• WHAT YOU WILL DO: Arrange the lines of the material below as a JSON list of strings, one string per line and no blank lines. Start at the line that contains "the woman's bare", stop after the line that contains "pixel 1055 630", and include nothing outside that range.

• PROVIDED MATERIAL:
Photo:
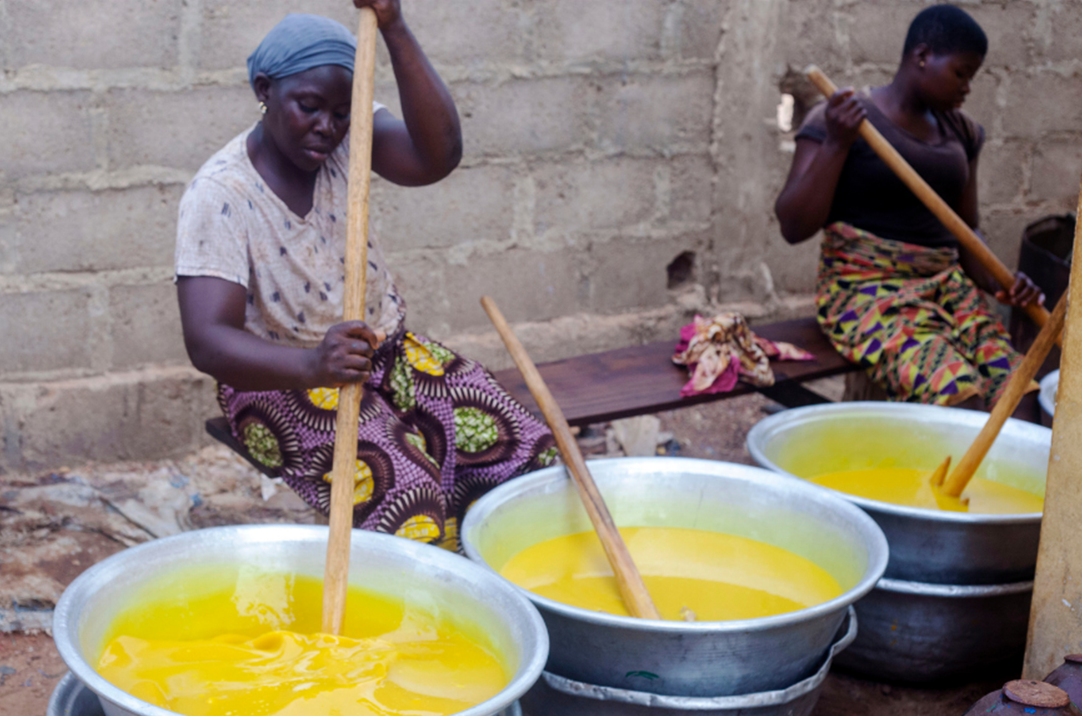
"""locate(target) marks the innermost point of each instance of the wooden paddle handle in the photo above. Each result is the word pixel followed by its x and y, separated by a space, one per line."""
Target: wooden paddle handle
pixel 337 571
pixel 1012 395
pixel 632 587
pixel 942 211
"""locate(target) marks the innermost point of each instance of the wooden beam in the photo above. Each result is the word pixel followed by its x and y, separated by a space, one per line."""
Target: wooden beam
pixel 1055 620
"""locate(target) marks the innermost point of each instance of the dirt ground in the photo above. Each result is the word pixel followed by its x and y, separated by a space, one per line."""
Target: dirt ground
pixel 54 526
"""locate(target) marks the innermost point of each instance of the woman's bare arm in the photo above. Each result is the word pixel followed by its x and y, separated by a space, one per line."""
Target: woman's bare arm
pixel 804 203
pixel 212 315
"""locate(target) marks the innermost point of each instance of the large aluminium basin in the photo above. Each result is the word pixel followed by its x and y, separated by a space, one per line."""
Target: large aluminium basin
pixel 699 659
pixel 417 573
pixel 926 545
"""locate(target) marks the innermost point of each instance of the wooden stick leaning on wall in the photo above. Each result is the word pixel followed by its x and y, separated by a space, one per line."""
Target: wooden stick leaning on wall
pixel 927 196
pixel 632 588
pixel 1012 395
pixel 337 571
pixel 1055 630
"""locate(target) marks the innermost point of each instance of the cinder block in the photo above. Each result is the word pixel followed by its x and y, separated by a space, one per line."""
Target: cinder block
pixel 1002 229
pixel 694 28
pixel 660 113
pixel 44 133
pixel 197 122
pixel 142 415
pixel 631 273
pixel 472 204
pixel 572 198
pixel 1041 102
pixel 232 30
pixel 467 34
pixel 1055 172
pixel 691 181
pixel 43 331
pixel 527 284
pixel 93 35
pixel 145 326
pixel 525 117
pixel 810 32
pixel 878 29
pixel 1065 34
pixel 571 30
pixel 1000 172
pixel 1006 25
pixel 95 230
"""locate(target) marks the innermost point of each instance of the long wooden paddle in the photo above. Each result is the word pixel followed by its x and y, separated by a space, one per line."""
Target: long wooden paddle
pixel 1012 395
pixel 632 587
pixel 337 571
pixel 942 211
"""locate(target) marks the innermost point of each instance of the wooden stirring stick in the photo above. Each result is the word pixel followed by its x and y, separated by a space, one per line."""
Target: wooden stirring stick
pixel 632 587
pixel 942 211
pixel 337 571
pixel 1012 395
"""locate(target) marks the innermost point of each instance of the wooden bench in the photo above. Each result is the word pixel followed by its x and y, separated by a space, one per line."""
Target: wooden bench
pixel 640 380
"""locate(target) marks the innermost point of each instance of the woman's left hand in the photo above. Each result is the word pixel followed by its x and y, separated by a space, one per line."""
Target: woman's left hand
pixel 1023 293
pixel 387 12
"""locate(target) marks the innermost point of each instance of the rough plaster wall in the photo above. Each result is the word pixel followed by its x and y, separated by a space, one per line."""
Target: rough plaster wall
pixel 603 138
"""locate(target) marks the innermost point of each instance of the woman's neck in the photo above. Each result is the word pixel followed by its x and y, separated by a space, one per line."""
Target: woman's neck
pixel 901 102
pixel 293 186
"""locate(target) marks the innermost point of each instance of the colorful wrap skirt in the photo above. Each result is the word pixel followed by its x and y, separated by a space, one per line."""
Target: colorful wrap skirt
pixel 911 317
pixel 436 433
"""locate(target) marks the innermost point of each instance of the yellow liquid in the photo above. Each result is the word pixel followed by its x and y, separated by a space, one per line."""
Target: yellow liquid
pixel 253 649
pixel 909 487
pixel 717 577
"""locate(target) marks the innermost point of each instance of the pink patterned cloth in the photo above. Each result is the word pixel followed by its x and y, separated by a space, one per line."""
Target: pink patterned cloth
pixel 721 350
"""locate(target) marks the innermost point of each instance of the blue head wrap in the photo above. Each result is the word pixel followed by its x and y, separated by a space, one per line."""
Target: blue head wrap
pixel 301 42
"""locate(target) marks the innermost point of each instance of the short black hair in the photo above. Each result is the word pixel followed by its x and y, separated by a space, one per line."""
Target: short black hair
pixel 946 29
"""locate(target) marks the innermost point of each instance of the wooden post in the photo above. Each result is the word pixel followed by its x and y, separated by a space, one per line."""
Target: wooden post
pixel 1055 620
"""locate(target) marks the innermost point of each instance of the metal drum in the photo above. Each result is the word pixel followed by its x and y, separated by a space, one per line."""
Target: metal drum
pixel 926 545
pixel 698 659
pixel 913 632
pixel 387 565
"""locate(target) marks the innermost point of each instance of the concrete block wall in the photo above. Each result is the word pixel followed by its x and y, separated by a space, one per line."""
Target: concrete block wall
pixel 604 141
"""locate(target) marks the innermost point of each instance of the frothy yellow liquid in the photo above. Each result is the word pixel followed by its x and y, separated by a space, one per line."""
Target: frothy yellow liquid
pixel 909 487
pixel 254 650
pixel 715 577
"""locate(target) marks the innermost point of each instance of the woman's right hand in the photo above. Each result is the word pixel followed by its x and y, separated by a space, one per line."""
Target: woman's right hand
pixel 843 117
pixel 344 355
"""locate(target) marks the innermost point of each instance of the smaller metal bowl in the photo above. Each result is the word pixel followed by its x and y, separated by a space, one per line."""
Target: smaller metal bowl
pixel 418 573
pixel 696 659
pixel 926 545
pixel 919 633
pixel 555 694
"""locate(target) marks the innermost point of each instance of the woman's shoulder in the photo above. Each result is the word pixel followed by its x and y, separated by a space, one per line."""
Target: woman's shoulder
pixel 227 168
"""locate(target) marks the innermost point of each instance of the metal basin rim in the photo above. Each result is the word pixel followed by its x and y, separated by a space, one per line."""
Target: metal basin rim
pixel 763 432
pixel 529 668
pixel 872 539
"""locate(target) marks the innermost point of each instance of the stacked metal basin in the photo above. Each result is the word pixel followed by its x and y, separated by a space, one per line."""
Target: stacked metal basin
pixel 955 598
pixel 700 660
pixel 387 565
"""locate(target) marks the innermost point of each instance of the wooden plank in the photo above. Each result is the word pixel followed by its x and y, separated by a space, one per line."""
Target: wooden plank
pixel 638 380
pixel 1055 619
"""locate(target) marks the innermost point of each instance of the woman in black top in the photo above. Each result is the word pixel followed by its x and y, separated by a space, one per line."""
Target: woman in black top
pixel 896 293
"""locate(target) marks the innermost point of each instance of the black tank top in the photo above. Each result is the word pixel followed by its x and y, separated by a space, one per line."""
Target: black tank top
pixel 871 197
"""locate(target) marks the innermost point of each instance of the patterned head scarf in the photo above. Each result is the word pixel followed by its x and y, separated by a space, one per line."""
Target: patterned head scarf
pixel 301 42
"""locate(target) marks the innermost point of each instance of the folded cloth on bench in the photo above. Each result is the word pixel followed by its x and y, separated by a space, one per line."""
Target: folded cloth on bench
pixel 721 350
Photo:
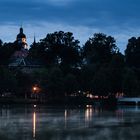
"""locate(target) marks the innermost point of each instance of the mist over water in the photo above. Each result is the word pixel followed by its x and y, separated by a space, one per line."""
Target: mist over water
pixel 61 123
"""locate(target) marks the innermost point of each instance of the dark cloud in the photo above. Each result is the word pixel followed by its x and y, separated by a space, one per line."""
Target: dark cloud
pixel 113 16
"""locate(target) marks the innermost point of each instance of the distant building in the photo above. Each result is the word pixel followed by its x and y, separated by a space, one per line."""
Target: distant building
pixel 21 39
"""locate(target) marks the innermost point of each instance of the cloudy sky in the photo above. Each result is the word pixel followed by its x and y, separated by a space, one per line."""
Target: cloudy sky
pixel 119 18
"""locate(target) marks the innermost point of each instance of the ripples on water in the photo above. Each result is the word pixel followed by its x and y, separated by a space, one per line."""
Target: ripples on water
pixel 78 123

• ANSWER TO THIS TASK:
[
  "\"\"\"locate(target) marks the innermost point of each instance of the woman's bare arm in the photo above. Each result is the word pixel followed by its x and y, separated by a space, one per line.\"\"\"",
  "Target: woman's bare arm",
  "pixel 804 203",
  "pixel 212 315",
  "\"\"\"locate(target) marks the innermost point of each instance of the large aluminium basin in the photo above. Each result is the word pixel followed by its x and y, separated by a space, one per line.\"\"\"",
  "Target: large aluminium basin",
  "pixel 699 659",
  "pixel 417 573",
  "pixel 926 545",
  "\"\"\"locate(target) marks the innermost point of each instance of the wooden stick leaning on wall in the photo above. Each result is the word pixel followed by its x and y, separated by a space, one per line.\"\"\"",
  "Target: wooden stick leaning on wall",
  "pixel 927 196",
  "pixel 632 588",
  "pixel 1012 395",
  "pixel 337 571",
  "pixel 1055 630"
]